┌────────

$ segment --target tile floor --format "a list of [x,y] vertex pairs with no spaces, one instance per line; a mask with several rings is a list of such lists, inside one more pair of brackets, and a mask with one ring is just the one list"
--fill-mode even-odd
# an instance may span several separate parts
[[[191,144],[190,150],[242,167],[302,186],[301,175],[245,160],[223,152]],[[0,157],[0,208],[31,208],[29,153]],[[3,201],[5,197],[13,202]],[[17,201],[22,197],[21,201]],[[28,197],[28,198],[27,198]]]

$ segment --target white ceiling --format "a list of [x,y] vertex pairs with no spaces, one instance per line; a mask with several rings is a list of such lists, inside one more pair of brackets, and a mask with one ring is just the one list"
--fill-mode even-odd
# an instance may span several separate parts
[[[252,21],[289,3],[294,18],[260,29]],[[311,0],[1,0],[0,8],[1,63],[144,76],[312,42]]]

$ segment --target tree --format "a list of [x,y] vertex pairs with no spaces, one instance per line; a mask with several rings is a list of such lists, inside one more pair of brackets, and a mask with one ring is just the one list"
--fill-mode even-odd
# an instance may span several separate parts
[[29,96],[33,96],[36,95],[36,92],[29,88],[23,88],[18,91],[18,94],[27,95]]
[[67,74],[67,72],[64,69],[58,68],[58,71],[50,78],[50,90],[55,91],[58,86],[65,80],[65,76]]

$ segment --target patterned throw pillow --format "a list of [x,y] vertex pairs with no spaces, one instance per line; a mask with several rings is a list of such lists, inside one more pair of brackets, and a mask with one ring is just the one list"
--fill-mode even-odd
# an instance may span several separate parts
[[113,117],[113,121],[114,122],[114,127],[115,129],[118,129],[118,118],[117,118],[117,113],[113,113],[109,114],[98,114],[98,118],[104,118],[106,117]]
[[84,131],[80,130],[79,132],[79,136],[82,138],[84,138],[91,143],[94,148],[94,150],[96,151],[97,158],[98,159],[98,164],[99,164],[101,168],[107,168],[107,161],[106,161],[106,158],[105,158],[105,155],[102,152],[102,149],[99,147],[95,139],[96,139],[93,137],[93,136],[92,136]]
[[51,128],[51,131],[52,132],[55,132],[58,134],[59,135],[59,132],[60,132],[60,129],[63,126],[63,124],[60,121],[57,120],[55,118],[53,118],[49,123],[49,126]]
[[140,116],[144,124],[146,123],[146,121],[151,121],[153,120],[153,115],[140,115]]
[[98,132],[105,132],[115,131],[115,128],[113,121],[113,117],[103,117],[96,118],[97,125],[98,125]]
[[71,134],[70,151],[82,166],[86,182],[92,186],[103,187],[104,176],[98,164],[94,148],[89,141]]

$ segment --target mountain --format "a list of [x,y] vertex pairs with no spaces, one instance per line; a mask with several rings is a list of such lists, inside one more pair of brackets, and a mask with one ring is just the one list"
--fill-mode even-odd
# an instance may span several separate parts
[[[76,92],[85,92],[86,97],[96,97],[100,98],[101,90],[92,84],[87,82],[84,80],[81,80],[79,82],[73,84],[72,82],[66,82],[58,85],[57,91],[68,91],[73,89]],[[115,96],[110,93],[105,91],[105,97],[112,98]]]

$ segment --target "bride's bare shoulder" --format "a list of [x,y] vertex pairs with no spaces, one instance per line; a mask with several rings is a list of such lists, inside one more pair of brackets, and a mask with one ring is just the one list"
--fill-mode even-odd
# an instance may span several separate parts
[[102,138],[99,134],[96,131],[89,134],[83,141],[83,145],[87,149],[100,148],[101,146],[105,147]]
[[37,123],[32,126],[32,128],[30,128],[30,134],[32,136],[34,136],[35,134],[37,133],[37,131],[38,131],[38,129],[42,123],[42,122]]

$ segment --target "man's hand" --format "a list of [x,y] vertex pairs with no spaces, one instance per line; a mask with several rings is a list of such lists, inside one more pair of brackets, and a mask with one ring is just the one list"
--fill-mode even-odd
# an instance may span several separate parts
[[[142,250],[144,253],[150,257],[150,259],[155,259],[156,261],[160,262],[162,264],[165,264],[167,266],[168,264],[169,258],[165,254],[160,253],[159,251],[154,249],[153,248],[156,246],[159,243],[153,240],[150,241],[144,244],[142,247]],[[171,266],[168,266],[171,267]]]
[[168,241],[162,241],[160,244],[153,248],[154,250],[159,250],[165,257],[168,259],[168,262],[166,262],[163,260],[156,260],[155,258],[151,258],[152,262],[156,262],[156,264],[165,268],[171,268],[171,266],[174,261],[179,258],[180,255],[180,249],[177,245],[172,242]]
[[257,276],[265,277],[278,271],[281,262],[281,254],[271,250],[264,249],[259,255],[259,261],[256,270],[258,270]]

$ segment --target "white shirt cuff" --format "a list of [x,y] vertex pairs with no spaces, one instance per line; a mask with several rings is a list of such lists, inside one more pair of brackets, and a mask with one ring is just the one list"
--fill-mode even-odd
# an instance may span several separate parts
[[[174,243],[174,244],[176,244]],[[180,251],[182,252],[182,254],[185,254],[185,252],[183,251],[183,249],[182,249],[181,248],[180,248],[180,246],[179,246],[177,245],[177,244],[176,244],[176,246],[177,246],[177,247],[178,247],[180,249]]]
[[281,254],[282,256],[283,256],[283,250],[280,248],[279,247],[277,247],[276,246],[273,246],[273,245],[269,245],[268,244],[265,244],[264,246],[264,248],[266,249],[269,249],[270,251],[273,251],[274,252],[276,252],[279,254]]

└────────

• Directions: Pull out every line of the data that contains the word "white", copying each line in full. Case counts.

• Solved exercise:
$ segment --target white ceiling --format "a list of [x,y] vertex pairs with no spaces, one instance per line; a mask with several rings is a list of such lists, inside one more pair of brackets, and a mask with one ring is just the one list"
$ segment --target "white shirt cuff" --format "a list of [x,y] vertex pairs with no spaces, one instance per line; a mask with several rings is a list of such lists, inside one more pair of brackets, and a mask with one ring is just the one list"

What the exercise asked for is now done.